(Extracted data Opens)
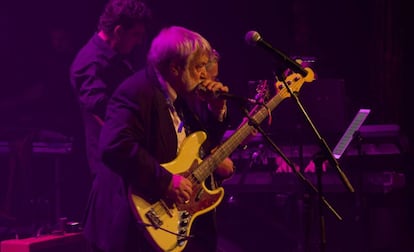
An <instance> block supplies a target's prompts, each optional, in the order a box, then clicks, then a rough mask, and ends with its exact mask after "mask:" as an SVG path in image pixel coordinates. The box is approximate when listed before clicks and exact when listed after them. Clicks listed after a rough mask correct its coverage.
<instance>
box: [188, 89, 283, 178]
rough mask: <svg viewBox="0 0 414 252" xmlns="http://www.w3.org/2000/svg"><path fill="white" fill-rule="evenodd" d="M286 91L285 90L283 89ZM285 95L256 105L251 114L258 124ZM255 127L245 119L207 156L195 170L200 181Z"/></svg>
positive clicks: (258, 123) (232, 149)
mask: <svg viewBox="0 0 414 252" xmlns="http://www.w3.org/2000/svg"><path fill="white" fill-rule="evenodd" d="M282 91H283V92H285V90H282ZM282 97H283V96H281V95H276V96H274V97H273V98H272V99H271V100H270V101H269V102H267V104H266V105H265V106H262V105H256V106H255V107H254V108H253V109H252V110H251V112H250V113H249V116H250V117H251V119H252V120H253V121H254V123H256V124H260V123H261V122H263V120H264V119H266V118H267V117H268V116H269V113H270V112H271V111H272V110H274V109H275V108H276V107H277V105H279V103H280V102H281V101H282V100H283V98H282ZM254 129H255V128H254V127H253V126H251V125H250V124H249V122H248V121H244V122H243V123H242V124H240V126H239V127H238V129H237V130H236V131H235V132H234V133H233V135H231V136H230V137H229V138H228V140H227V141H226V142H224V143H223V144H221V145H220V146H219V147H218V148H217V149H216V151H215V152H214V153H213V154H211V155H210V156H209V157H207V158H206V159H205V160H204V161H203V162H202V163H201V164H200V166H199V169H197V170H195V171H194V173H193V175H194V176H195V177H196V178H197V180H198V181H204V180H205V179H206V178H207V177H208V176H209V175H210V174H211V173H212V172H213V171H214V169H215V168H216V166H217V165H218V164H219V163H220V162H221V161H223V160H224V159H225V158H226V157H228V156H229V155H230V154H231V153H232V152H233V151H234V150H235V149H236V148H237V147H238V146H239V145H240V144H241V143H242V142H243V141H244V140H245V139H246V138H247V137H248V136H249V135H251V134H252V133H253V131H254Z"/></svg>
(Extracted data Closes)
Copy the listing above verbatim, leaving out pictures.

Exercise solution:
An <instance> block supplies a target's prompts, each optional, in the order a box, then clicks, then a rough mask, and ends with its exact mask after "mask:" as an SVG path in image pixel coordinates. The box is approximate when listed before clicks and exact when listed after them. Clicks listed after a rough mask correct its coverage.
<instance>
box: [188, 89, 283, 178]
rough mask: <svg viewBox="0 0 414 252" xmlns="http://www.w3.org/2000/svg"><path fill="white" fill-rule="evenodd" d="M286 91L285 90L283 89ZM285 95L256 105L251 114L258 124ZM255 127L245 119L207 156L195 170L200 181Z"/></svg>
positive clicks: (258, 123) (232, 149)
mask: <svg viewBox="0 0 414 252" xmlns="http://www.w3.org/2000/svg"><path fill="white" fill-rule="evenodd" d="M282 91H283V92H285V90H282ZM282 97H283V96H281V95H276V96H274V97H273V98H272V99H271V100H270V101H269V102H267V104H266V105H265V106H262V105H256V106H255V107H254V108H253V109H252V110H251V112H250V113H249V116H250V117H251V119H252V120H253V121H254V123H256V124H260V123H261V122H263V120H264V119H266V118H267V117H268V116H269V113H270V112H271V111H272V110H274V109H275V108H276V107H277V105H279V103H280V102H281V101H282V100H283V98H282ZM254 129H255V128H254V127H253V126H251V125H250V124H249V122H248V121H244V122H243V123H242V124H240V126H239V127H238V129H237V130H236V131H235V132H234V133H233V135H231V136H230V137H229V138H228V140H227V141H226V142H224V143H223V144H221V145H220V146H219V147H218V148H217V149H216V151H215V152H214V153H213V154H211V155H210V156H209V157H207V158H206V159H205V160H204V161H203V162H202V163H201V164H200V166H199V169H197V170H195V171H194V173H193V175H194V176H195V177H196V178H197V180H198V181H204V180H205V179H206V178H207V177H208V176H209V175H210V174H211V173H212V172H213V171H214V169H215V168H216V166H217V165H218V164H219V163H220V162H221V161H223V160H224V159H225V158H226V157H228V156H229V155H230V154H231V153H232V152H233V151H234V150H235V149H236V148H237V147H238V146H239V145H240V144H241V143H242V142H243V141H244V140H245V139H246V138H247V137H248V136H249V135H251V134H252V133H253V131H254Z"/></svg>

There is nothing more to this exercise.